Start of DOCUMENT EXCERPT

Thomas Blizard Curling
Biography of Thomas Blizard Curling
Thomas Blizard Curling grew up on Manor House, Chiswick. His father was secretary to the Commissioners of His Majesty’s Customs, a post of considerable dignity and emolument. In 1833, when he had just become a member of the Royal College of Surgeons, Curling was appointed assistant surgeon to the London Hospital due to the influence of his uncle, Sir William Blizard (1743-1835). This was deeply resented by his colleagues, as was his own rather aloof and cool manner.
Curling became a lecturer of surgery in 1846 and from 1849 was full surgeon. He was a member of the council of The Royal College of Surgeons from 1864 and was appointed president in 1873.

End of DOCUMENT EXCERPT

§ COMPLETE THE FOLLOWING
(A) From the Curling biography, repeat word for word the passage that opens with the words containing "Curling became a" and closes with "president in 1873.".
(B) List every four-digit year that appears in the Curling biography.
The lines that follow come from a separate source and have no connection to the Curling biography.

Start of INFORMATION PROVIDED

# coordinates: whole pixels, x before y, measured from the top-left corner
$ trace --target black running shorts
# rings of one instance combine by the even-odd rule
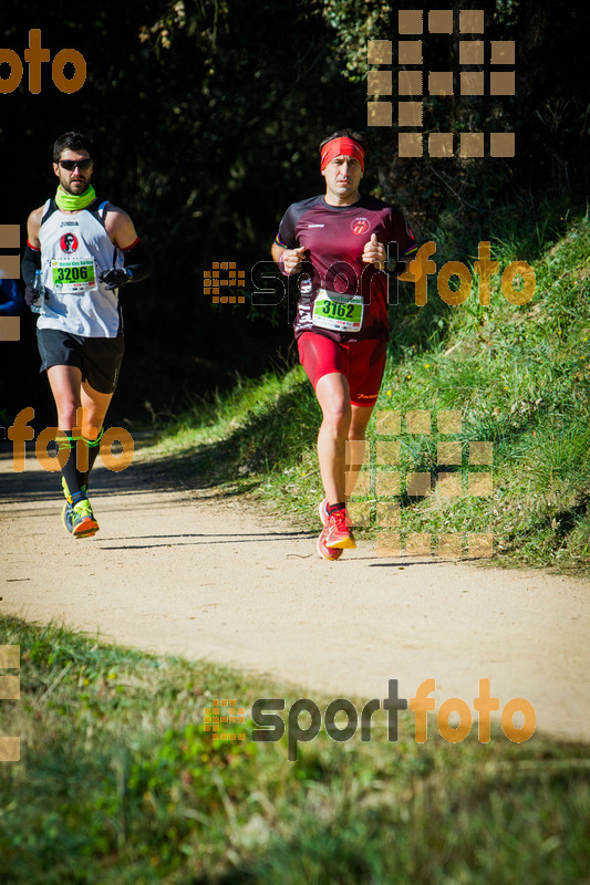
[[[115,339],[85,339],[61,329],[38,329],[41,368],[77,366],[82,381],[100,394],[112,394],[125,350],[123,335]]]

End of INFORMATION PROVIDED

§ SOLUTIONS TO EACH TASK
(A)
Curling became a lecturer of surgery in 1846 and from 1849 was full surgeon. He was a member of the council of The Royal College of Surgeons from 1864 and was appointed president in 1873.

(B) 1833, 1743, 1835, 1846, 1849, 1864, 1873